Your objective
Swap "grass blade" for "blade of grass" in the lines starting with the line containing "Target: cluster of white flowers" and going on through the last of the lines, keeping everything else the same. Give only those lines, and leave out the pictures.

── Supplied information ──

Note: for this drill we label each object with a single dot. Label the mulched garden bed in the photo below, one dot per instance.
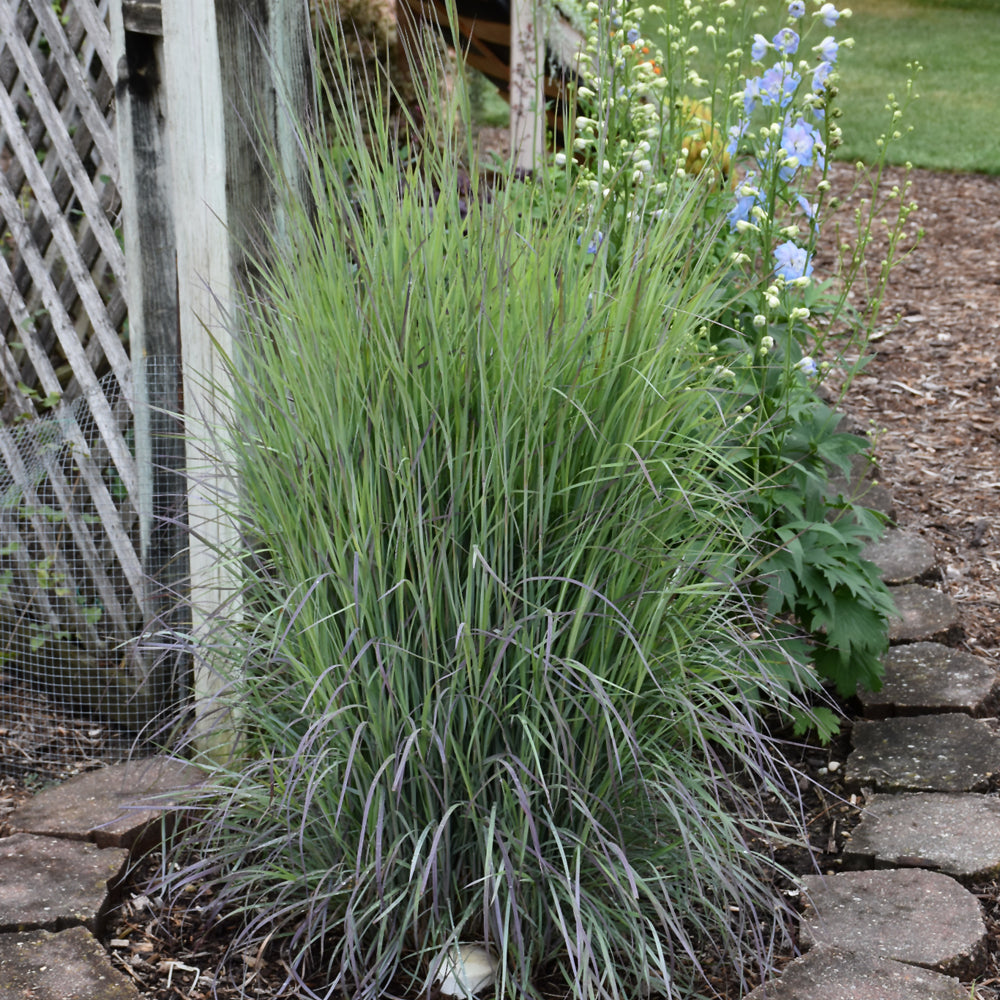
(931, 397)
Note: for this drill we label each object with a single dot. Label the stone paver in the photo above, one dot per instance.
(955, 834)
(924, 615)
(923, 753)
(70, 965)
(54, 884)
(113, 806)
(910, 915)
(834, 974)
(925, 677)
(902, 556)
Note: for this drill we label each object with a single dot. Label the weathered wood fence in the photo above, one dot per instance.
(129, 174)
(131, 179)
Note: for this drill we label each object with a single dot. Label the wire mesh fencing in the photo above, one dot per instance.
(79, 680)
(80, 677)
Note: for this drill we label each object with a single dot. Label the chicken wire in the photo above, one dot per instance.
(80, 680)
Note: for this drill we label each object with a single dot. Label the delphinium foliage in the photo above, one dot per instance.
(740, 99)
(513, 464)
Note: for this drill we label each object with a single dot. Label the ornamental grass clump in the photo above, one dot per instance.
(495, 679)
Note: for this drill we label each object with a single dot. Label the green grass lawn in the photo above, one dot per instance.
(957, 117)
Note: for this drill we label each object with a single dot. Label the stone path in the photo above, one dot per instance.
(901, 924)
(61, 873)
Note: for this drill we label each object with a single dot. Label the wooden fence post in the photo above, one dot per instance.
(527, 72)
(154, 337)
(235, 73)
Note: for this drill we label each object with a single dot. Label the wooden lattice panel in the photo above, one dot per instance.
(71, 586)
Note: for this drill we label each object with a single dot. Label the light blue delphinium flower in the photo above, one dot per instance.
(820, 75)
(799, 139)
(746, 197)
(829, 13)
(786, 42)
(792, 262)
(778, 85)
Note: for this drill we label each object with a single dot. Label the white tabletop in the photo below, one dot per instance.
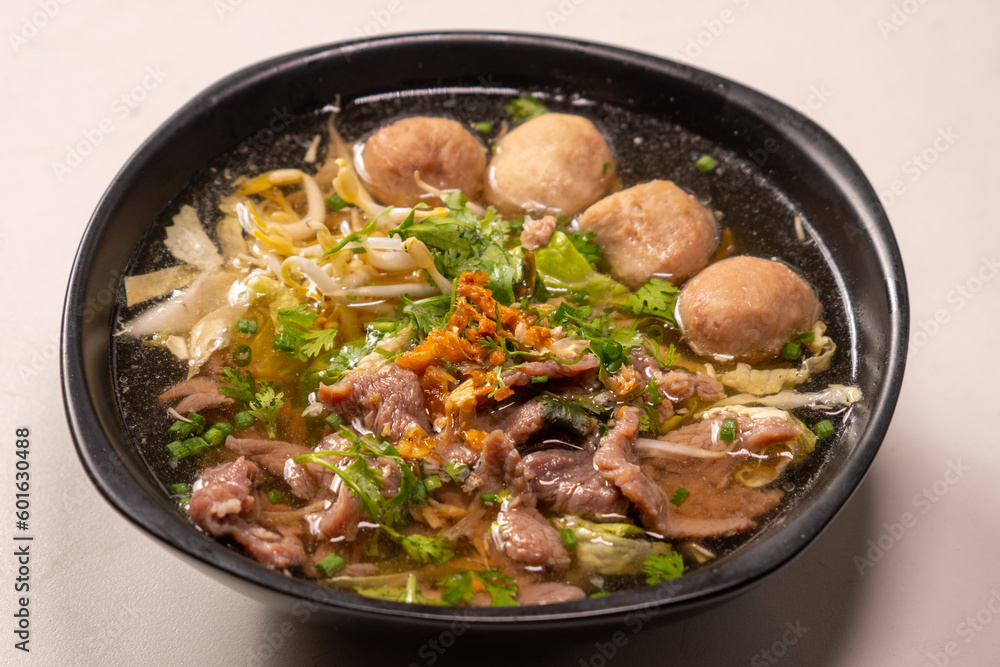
(907, 573)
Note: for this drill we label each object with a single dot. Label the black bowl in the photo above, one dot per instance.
(807, 167)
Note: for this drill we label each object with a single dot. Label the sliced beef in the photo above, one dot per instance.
(752, 434)
(221, 492)
(708, 389)
(566, 482)
(536, 233)
(713, 497)
(521, 376)
(549, 592)
(388, 401)
(199, 393)
(524, 534)
(527, 538)
(498, 461)
(615, 460)
(677, 385)
(341, 517)
(222, 503)
(272, 455)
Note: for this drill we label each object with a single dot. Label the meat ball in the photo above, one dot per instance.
(652, 229)
(446, 154)
(745, 309)
(555, 164)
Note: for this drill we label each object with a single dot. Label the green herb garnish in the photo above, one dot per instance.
(663, 567)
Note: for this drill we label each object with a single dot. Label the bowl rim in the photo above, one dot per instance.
(118, 485)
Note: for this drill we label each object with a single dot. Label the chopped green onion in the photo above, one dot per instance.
(823, 429)
(284, 342)
(791, 351)
(198, 421)
(181, 449)
(242, 355)
(706, 163)
(680, 495)
(243, 420)
(612, 349)
(177, 449)
(728, 430)
(654, 393)
(180, 429)
(335, 202)
(457, 470)
(569, 539)
(331, 564)
(494, 497)
(219, 432)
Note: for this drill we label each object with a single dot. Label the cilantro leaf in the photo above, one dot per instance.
(425, 314)
(501, 588)
(409, 593)
(662, 567)
(584, 244)
(319, 341)
(464, 242)
(261, 400)
(265, 407)
(301, 316)
(524, 107)
(656, 298)
(567, 415)
(457, 587)
(296, 336)
(423, 549)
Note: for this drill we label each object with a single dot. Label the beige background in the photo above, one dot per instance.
(892, 80)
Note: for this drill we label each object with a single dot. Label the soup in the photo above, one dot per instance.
(484, 352)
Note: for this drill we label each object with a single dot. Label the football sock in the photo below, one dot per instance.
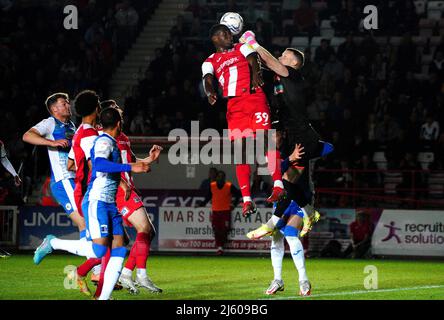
(112, 272)
(243, 178)
(277, 254)
(142, 249)
(127, 272)
(131, 261)
(105, 261)
(86, 267)
(271, 223)
(274, 167)
(141, 273)
(296, 250)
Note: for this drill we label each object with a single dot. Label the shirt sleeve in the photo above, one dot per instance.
(246, 50)
(207, 68)
(102, 148)
(86, 144)
(45, 127)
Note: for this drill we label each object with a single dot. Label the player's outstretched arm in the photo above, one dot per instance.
(209, 88)
(153, 155)
(269, 60)
(32, 136)
(256, 73)
(140, 167)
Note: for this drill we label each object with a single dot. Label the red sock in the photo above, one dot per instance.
(131, 262)
(105, 260)
(86, 267)
(142, 249)
(243, 177)
(274, 164)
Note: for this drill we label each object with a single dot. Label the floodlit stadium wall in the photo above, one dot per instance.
(183, 228)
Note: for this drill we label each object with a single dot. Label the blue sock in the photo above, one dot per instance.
(291, 231)
(99, 250)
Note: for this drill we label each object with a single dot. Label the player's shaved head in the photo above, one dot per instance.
(86, 103)
(52, 99)
(217, 28)
(109, 118)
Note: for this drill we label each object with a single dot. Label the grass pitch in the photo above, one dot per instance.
(234, 278)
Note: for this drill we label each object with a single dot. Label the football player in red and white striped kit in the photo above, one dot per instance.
(237, 70)
(134, 214)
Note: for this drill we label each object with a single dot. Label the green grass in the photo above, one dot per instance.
(199, 278)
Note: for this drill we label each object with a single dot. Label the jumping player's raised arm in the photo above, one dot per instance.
(248, 38)
(208, 78)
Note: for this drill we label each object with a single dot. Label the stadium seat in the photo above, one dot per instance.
(290, 5)
(419, 41)
(391, 180)
(436, 185)
(396, 41)
(425, 159)
(435, 5)
(420, 6)
(434, 41)
(380, 160)
(280, 41)
(300, 42)
(382, 41)
(426, 59)
(426, 23)
(337, 41)
(434, 14)
(327, 33)
(319, 5)
(425, 32)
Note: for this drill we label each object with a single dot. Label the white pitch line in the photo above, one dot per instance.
(334, 294)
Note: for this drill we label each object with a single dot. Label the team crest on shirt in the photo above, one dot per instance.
(124, 211)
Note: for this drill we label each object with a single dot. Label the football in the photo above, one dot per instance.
(233, 21)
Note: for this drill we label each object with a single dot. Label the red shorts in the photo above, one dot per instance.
(246, 114)
(127, 207)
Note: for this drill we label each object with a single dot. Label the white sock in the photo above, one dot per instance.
(277, 255)
(127, 272)
(97, 269)
(112, 274)
(278, 183)
(77, 247)
(141, 273)
(271, 223)
(297, 253)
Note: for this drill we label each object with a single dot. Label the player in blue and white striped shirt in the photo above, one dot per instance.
(99, 205)
(56, 134)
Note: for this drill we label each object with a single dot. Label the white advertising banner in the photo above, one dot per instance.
(189, 229)
(409, 233)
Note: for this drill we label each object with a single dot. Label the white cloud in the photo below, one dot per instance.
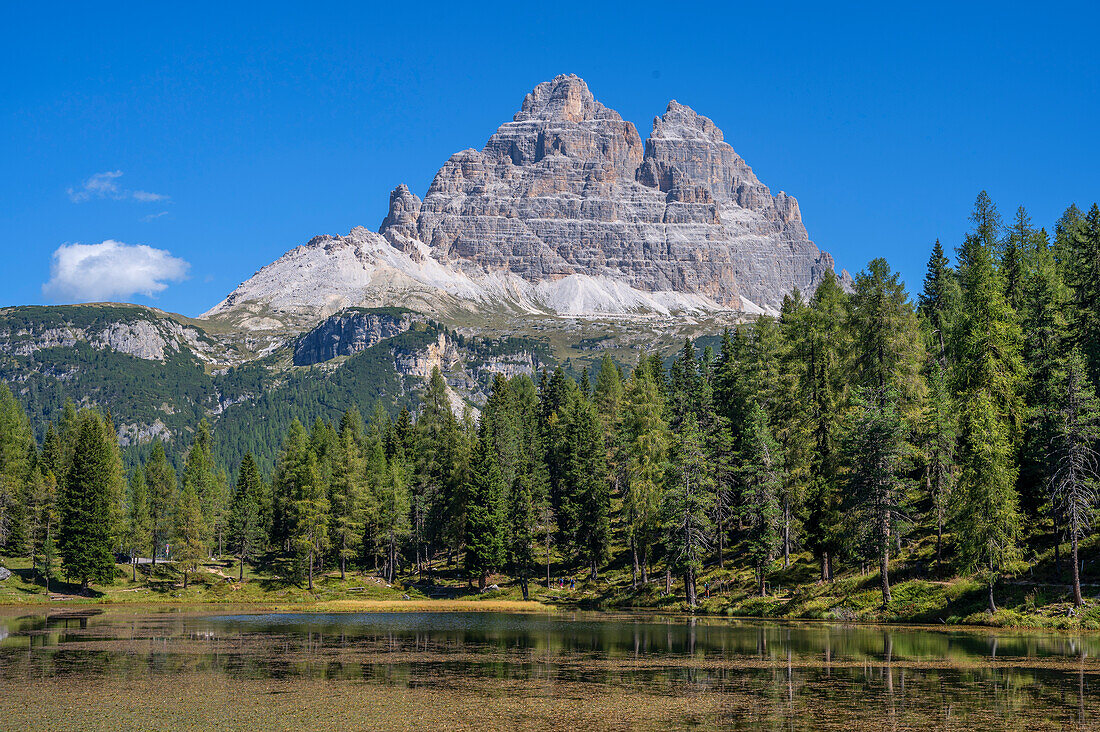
(110, 270)
(105, 185)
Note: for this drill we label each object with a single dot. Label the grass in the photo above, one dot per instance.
(1033, 599)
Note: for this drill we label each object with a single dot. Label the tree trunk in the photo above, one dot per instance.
(634, 567)
(787, 533)
(722, 545)
(690, 587)
(1078, 601)
(1057, 543)
(884, 569)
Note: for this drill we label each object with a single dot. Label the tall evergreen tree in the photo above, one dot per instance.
(761, 480)
(876, 491)
(485, 515)
(139, 524)
(347, 487)
(688, 505)
(161, 480)
(245, 513)
(823, 391)
(523, 524)
(1074, 456)
(646, 443)
(88, 495)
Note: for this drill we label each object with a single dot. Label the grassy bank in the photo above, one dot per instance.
(1033, 599)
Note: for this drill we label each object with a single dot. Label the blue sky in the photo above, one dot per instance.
(220, 137)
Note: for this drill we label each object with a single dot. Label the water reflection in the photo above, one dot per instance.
(793, 675)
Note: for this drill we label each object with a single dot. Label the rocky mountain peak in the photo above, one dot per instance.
(682, 122)
(565, 97)
(565, 209)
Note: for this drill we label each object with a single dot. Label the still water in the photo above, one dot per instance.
(171, 670)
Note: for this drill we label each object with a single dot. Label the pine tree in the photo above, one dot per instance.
(88, 494)
(189, 532)
(485, 515)
(345, 491)
(939, 436)
(17, 459)
(938, 301)
(646, 446)
(161, 480)
(985, 510)
(521, 532)
(1074, 457)
(393, 504)
(587, 485)
(139, 522)
(199, 473)
(688, 505)
(988, 373)
(1082, 237)
(761, 480)
(245, 513)
(823, 390)
(876, 491)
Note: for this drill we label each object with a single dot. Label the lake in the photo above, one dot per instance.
(123, 669)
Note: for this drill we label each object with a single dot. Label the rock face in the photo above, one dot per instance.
(348, 334)
(564, 210)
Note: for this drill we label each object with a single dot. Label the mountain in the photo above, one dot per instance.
(563, 239)
(563, 211)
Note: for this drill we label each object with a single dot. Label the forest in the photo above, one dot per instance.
(853, 425)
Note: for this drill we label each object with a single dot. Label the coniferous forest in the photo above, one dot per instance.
(944, 437)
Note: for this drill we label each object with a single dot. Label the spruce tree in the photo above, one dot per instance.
(245, 513)
(345, 490)
(646, 443)
(139, 524)
(587, 485)
(985, 506)
(761, 481)
(686, 506)
(89, 491)
(1074, 456)
(161, 480)
(485, 515)
(189, 532)
(876, 491)
(523, 525)
(17, 459)
(824, 391)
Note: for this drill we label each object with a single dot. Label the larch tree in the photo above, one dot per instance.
(761, 481)
(1074, 457)
(485, 515)
(686, 506)
(89, 491)
(245, 513)
(161, 482)
(876, 491)
(139, 537)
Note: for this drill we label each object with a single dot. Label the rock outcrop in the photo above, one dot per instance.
(564, 210)
(347, 334)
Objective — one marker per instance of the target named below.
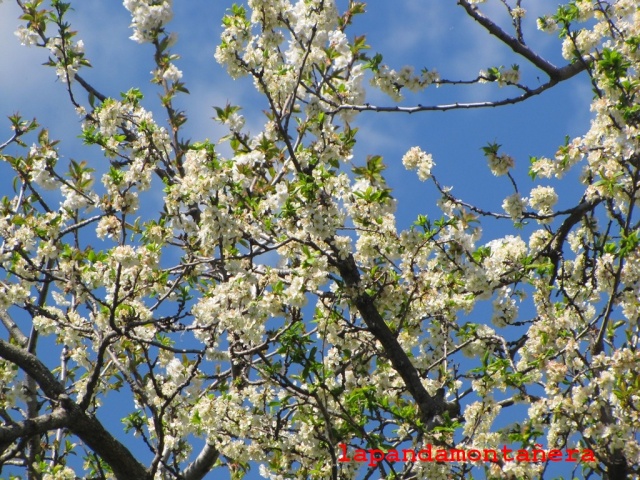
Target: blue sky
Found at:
(432, 33)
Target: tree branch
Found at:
(202, 464)
(513, 43)
(428, 406)
(59, 418)
(86, 427)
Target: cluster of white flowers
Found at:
(500, 164)
(515, 206)
(27, 36)
(148, 16)
(416, 159)
(543, 199)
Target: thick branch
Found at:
(429, 406)
(33, 367)
(59, 418)
(86, 427)
(202, 464)
(513, 43)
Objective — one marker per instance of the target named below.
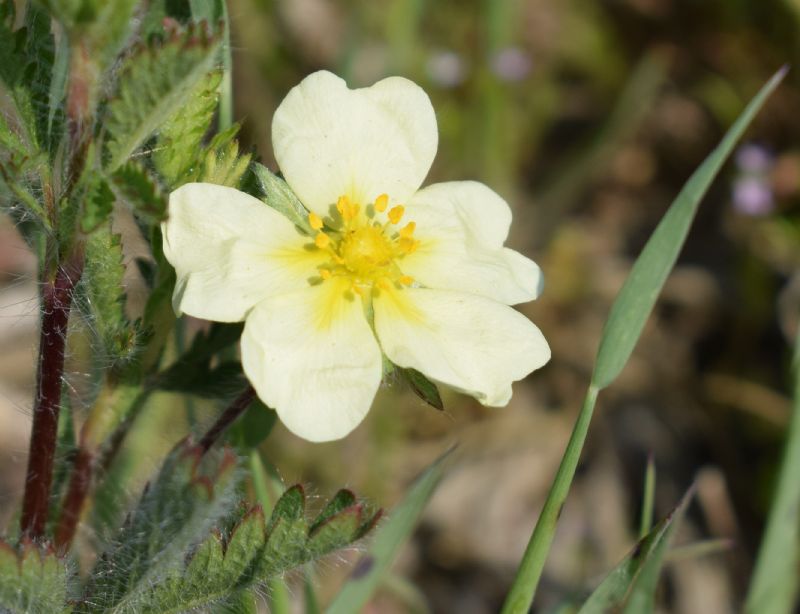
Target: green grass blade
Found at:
(642, 592)
(523, 589)
(638, 295)
(646, 558)
(626, 320)
(774, 588)
(386, 543)
(649, 495)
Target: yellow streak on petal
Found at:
(315, 221)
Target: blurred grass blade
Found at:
(647, 499)
(623, 327)
(774, 587)
(388, 539)
(638, 295)
(644, 560)
(642, 591)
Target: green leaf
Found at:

───

Completed task
Target: cluster of white flowers
Found at:
(500, 164)
(515, 206)
(27, 36)
(148, 16)
(416, 159)
(543, 199)
Target: thick branch
Found at:
(429, 406)
(33, 367)
(59, 418)
(86, 427)
(202, 464)
(513, 43)
Objective — one marker per instance of the target named below.
Target: green blade of grass
Found at:
(642, 592)
(523, 589)
(638, 295)
(646, 558)
(626, 320)
(774, 588)
(386, 543)
(649, 495)
Target: yellow streak on petal
Found at:
(315, 221)
Target: blurred blade of grass
Found at:
(647, 499)
(623, 327)
(774, 587)
(388, 539)
(638, 295)
(644, 560)
(642, 591)
Target: green leaf
Found at:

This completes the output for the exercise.